Document extract:
◆ ◆ ◆

In addition, section IV of this Article argues that the alleged efficiency benefits often cited in support of self-transfer are illusory. Most of the efficiencies of MDL consolidation arise at the pretrial stage, especially with respect to the management of discovery. Efficiencies at the trial stage are comparatively rare and insubstantial. Where such benefits do exist, they can easily be achieved through the mechanism Congress created, namely

1404(a). Accordingly, self-transfers create few efficiency benefits to weigh in the balance against their enormous costs.

In short, the policy judgment embodied in the plain language of 1407 is entitled to respect from the federal courts not only because it is Congress's judgment, but also because it is a sensible one as a matter of sound judicial administration-far more sensible than the self-transfer procedure created out of whole cloth by the lower federal courts.

II. SELF-TRANSFERS ARE FORBIDDEN BY 28 U.S.C. 1407 AND VIOLATE THE PLAIN LANGUAGE OF 28 U.S.C. 1404

As a matter of statutory interpretation, self-transfer is independently foreclosed both by 28 U.S.C. 1407 and by 28 U.S.C. 1404.

A. Section 1407

The MDL statute specifically directs that cases transferred to an MDL district court be remanded before trial to the districts from which they were transferred:

When civil actions involving one or more common questions of fact are pending in different districts, such actions may be transferred to any district for coordinated or consolidated pretrial proceedings.... Each action so transferred shall be remanded by the panel at or before the conclusion of such pretrial proceedings to the district from which it was transferred unless it shall have been previously terminated....5

Therefore, the plain language of the statute forbids a transferee court from usurping trial jurisdiction over a 1407-transferred case by means of self-transfer.s Even proponents of the self-transfer procedure have conceded that the procedure "evade[s] the specific admonition of section 1407."7 In fact, one judge who used the procedure admitted: "I must recognize candidly that there is nothing in the language of 28 U.S.C. 1407(a) or 1404(a) which directly allows, or even suggests, that the transferee judge has the power to transfer cases to his district, or any district, for purposes of trial."8

The statute's legislative history confirms that the language means what it says. Indeed, Congress explicitly rejected the idea of allowing multidistrict litigation to be consolidated for trial.9 For example, in the House of Representatives report on the bill that eventually became 1407, the Committee on the Judiciary stated that "[t]he proposed statute affects only the pretrial stages in multidistrict litigation" and "would not affect the place of trial in any case."lo The Judiciary Committee thought it wise to limit the bill to pretrial matters because that was the extent of its advisory committee's historical experience with multidistrict litigation.ll The Judiciary Committee also felt that "trial in the originating district is generally preferable from the standpoint of the parties and witnesses, and from the standpoint of the courts it may be impracticable to have all cases in mass litigation tried in one district."12 In fact, the Judiciary Committee flatly stated: "The subsection [1407(a)] requires that transferred cases be remanded to the originating district at the close of coordinated pretrial proceedings. The bill does not, therefore, include the trial of cases in the consolidated proceedings."13 Thus, it is beyond doubt that Congress meant what it said when it mandated that 1407 cases be remanded to the transferor district prior to trial.

◆ ◆ ◆

Source excerpt:
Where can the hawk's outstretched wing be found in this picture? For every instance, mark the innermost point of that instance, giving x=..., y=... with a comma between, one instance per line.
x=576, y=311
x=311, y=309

◆ ◆ ◆

Required tasks:
1. Can you set down the passage on MDL self-transfer, starting with "1404(a). Accordingly, self-transfers" and going on through "lower federal courts.", word for word?
2. Could you resume the passage on MDL self-transfer from its last sentence and carry it forward?
The material plays no part in what follows.

Results in order:
1.
1404(a). Accordingly, self-transfers create few efficiency benefits to weigh in the balance against their enormous costs.

In short, the policy judgment embodied in the plain language of 1407 is entitled to respect from the federal courts not only because it is Congress's judgment, but also because it is a sensible one as a matter of sound judicial administration-far more sensible than the self-transfer procedure created out of whole cloth by the lower federal courts.

2.
Rather than heed the plain language of the statute, as confirmed by the powerful legislative history, the federal courts routinely have chosen to defy it. The core of this defiance is Rule 14(b) of the JPML, which expressly contemplates self-transfer: Each transferred action that has not been terminated in the transferee district court shall be remanded by the Panel to the transferor district for trial, unless ordered transferred by the transferee judge to the transferee or other district under 28 U.S.C. 1404(a) or 28 U.S.C. 1406. In the event that the transferee judge so transfers an action under 28 U.S.C.

1404(a) or 1406, no further action of the Panel shall be necessary to authorize further proceedings including trial.l4

The JPML thus apparently believes that self-transfer is within the authority of transferee district courts.l5 Yet the language in Rule 14(b) recognizing the availability of self-transfer flies in the face of the congressional directive in 1407 to remand transferred cases back to their districts of origin before trial. Because the rule violates the plain language of 1407, the rule also contravenes its enabling statute.l6 The rule is therefore invalid and cannot be used as a justification for the self-transfer procedure.

B. Section 1404

The plain language of 28 U.S.C. 1404(a) provides an independent basis for declaring self-transfers ultra vires. That statute contemplates that cases will be transferred from one district court to another, not from one district court to itself. The statute states, in pertinent part: "For the convenience of parties and witnesses, in the interest of justice, a district court may transfer any civil action to any other district or division where it might have been brought.""7 The natural reading of this language compels the conclusion that the "other district or division" is a district or division different than the one in which the district judge executing the transfer sits-i.e., other than the district or division of the MDL transferee judge.ls Therefore, 1404(a) does not authorize a district court to transfer a case to itself.

Indeed, the self-transfer procedure twists 1404(a) into unrecognizable form. Section 1404(a) is ordinarily used to relinquish jurisdiction in favor of another forum. In the self-transfer context, "[t]ransferee courts improperly use 1404(a) to acquire, rather than relinquish, jurisdiction."ls In fact, "[a] judge granting a 1404(a) motion always divests himself of jurisdiction over the transferred case"-except when the judge is granting a selftransfer.20 In short, "[a] transferee court using 1404(a) is not transferring a case to another district. It is simply proclaiming trial jurisdiction over the case."zl Thus, even if the plain text of

1407 were not enough to demonstrate conclusively the illegitimacy of self-transfer, the text of 1404(a) provides a second, independent basis for declaring the self-transfer procedure invalid.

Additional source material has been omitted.